══ EXERCISE MATERIALS ══
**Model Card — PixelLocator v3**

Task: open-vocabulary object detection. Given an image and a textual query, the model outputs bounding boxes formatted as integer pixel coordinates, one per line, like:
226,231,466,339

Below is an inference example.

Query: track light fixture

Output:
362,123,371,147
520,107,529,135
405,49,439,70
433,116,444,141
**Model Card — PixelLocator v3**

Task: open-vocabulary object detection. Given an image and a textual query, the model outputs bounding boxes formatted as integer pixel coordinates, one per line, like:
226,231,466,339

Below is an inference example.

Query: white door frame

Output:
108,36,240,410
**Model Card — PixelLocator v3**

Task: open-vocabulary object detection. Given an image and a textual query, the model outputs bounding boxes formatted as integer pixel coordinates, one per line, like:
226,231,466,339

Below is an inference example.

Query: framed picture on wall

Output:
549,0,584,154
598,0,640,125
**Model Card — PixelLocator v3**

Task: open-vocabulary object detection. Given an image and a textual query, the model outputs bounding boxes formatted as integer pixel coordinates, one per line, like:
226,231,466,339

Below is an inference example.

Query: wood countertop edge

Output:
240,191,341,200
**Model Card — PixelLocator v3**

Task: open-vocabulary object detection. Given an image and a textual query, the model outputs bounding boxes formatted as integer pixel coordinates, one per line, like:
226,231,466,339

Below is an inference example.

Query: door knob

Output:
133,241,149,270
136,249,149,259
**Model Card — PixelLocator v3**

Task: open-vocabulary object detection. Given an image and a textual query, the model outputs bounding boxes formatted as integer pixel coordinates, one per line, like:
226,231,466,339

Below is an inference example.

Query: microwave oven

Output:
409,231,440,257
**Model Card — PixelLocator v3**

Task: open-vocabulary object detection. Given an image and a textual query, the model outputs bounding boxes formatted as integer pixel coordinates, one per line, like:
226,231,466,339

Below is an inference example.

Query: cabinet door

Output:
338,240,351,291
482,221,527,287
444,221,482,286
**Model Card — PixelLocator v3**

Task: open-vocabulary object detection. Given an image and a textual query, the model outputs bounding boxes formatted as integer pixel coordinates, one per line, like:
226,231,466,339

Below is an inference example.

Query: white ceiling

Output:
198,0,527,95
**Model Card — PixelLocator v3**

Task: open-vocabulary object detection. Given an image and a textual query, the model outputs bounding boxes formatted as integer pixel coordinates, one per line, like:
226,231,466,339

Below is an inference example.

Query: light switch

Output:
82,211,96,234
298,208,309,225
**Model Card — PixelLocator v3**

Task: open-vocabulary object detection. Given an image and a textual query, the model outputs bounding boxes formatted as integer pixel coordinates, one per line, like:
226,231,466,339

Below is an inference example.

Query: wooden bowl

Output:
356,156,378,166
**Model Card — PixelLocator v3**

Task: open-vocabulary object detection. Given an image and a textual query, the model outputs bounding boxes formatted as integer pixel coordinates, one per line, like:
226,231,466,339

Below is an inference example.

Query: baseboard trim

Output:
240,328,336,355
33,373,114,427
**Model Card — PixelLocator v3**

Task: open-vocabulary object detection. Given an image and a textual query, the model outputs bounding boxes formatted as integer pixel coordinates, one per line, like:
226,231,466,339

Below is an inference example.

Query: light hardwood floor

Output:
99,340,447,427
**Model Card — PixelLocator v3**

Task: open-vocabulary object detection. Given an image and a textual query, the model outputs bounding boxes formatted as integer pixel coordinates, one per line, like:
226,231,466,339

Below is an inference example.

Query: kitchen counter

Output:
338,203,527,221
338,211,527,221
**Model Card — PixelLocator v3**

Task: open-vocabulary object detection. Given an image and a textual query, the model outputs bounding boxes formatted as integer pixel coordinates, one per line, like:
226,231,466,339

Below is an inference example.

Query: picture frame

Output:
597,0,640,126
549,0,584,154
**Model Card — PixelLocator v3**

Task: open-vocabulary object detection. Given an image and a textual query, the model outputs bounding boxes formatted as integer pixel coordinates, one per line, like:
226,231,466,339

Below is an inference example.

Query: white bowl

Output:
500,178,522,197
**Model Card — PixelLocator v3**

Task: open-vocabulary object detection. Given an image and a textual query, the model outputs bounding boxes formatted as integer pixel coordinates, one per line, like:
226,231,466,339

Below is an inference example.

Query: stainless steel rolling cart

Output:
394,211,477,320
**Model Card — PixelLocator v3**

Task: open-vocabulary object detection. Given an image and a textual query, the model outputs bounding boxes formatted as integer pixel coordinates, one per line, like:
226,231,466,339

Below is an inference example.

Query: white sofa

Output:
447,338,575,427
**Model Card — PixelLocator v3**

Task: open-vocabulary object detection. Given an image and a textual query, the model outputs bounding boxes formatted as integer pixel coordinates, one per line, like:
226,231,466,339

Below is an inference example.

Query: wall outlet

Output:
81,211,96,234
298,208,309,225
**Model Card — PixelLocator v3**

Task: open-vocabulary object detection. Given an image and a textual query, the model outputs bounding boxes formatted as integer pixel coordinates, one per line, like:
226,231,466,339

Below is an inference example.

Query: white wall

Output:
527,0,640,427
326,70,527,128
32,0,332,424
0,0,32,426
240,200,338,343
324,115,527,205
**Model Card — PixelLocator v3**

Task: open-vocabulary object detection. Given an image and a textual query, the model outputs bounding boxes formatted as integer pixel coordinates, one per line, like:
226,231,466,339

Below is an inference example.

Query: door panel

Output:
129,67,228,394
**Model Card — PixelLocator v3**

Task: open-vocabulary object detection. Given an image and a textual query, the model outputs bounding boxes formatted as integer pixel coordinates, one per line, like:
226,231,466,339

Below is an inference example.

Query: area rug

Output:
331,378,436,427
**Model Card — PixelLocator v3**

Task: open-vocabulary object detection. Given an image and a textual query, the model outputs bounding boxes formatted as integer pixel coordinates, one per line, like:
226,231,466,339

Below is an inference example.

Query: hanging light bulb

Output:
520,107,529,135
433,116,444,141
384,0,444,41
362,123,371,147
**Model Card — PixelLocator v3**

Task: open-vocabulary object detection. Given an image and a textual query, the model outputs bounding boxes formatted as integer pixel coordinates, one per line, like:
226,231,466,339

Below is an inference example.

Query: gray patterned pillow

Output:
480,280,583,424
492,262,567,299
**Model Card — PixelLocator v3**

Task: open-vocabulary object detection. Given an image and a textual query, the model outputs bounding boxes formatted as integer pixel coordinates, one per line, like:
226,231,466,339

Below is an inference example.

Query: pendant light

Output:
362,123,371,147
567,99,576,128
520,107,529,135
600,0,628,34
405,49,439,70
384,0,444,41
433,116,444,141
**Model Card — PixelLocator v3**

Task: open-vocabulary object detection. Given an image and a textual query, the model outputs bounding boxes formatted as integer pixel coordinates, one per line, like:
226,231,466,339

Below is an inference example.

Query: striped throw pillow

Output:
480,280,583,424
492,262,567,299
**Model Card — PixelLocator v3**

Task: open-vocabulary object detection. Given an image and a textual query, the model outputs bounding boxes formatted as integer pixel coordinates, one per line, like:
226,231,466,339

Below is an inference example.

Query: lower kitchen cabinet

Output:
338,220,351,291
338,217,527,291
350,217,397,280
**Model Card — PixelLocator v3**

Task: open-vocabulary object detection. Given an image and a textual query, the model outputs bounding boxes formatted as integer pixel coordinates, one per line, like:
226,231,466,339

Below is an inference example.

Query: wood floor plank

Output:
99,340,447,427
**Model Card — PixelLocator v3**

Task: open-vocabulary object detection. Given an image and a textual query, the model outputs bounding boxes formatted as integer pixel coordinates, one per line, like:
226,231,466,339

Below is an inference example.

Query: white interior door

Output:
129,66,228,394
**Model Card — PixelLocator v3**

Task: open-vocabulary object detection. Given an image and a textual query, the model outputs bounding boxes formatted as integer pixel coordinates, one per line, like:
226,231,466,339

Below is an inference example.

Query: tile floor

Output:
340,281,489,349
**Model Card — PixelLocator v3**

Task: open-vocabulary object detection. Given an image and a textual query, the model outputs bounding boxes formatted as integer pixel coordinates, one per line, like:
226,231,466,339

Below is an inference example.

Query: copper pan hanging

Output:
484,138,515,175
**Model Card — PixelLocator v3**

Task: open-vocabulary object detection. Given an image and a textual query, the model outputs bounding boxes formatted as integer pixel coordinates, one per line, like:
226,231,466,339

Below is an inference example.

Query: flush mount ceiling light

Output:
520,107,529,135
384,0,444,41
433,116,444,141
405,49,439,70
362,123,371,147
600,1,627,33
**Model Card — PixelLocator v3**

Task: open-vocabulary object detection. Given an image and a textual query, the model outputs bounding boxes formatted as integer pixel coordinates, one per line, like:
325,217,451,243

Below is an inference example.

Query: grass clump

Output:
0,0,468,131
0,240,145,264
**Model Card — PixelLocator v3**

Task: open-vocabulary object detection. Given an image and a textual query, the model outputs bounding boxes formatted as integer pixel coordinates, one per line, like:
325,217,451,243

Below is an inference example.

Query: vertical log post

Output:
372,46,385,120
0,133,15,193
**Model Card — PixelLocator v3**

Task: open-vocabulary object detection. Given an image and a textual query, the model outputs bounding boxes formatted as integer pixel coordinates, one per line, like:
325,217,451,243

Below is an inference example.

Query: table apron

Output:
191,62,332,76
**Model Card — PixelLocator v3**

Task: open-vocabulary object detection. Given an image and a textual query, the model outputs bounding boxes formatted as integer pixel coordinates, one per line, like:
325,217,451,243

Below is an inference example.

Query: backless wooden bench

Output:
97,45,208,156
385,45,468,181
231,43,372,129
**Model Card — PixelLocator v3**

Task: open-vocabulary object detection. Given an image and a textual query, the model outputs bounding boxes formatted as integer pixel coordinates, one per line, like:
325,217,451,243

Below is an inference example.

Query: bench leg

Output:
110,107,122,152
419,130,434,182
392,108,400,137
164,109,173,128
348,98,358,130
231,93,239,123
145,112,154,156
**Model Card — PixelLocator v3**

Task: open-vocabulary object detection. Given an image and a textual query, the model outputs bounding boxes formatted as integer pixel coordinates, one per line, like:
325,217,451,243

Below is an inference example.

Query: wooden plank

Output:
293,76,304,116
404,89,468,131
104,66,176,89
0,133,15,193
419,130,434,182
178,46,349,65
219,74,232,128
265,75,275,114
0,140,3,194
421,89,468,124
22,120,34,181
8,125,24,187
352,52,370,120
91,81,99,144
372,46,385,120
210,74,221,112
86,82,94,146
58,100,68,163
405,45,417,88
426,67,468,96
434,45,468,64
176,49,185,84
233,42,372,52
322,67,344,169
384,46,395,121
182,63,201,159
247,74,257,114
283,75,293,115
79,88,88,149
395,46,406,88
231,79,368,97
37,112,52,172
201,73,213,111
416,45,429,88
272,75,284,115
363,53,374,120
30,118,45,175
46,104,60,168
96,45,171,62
═══
• GIVEN INSTRUCTION: Rewrite the data from its first line through the line that contains "409,231,440,257", both included, replacing "an inference example" with "a sample inference" throughout and changing nothing else.

• ANSWER BELOW:
**Model Card — PixelLocator v3**

Task: open-vocabulary object detection. Given an image and a textual query, the model outputs bounding boxes formatted as integer pixel coordinates, one per line, like:
226,231,466,339

Below is a sample inference.

Query: track light fixture

Output:
362,123,371,147
520,107,529,135
405,49,439,70
433,116,444,141
**Model Card — PixelLocator v3**

Task: open-vocabulary object detection. Given an image and a textual query, the model outputs bounding boxes formatted as integer pixel coordinates, one per line, like:
226,231,466,339

Below is a sample inference.

Query: white door frame

Output:
108,36,240,410
**Model Card — PixelLocator v3**

Task: open-vocabulary object detection. Given an image and a textual query, the model outputs bounding boxes formatted as integer pixel coordinates, one per line, like:
226,231,466,339

Below is a sample inference.

Query: framed picture on wall

Output:
549,0,584,154
598,0,640,125
**Model Card — PixelLocator v3**

Task: open-vocabulary object detection. Given an image and a textual query, the model outputs bounding boxes formatted as integer pixel coordinates, one per line, like:
226,231,466,339

Below is a sample inference.

Query: wood countertop edge

Output:
240,191,341,200
**Model Card — PixelLocator v3**

Task: open-vocabulary object detection. Given an image and a textual query, the model outputs bounding boxes formatted as integer pixel coordinates, one per line, like:
226,231,466,339

Below is a sample inference.

Query: door knob

Output:
133,241,149,270
136,249,149,259
**Model Card — PixelLocator v3**

Task: open-vocabulary object detection. Given an image and a textual query, the model outputs bounding boxes formatted as integer pixel coordinates, one per line, like:
226,231,466,339

Below is a sample inference.

Query: microwave oven

Output:
409,231,440,257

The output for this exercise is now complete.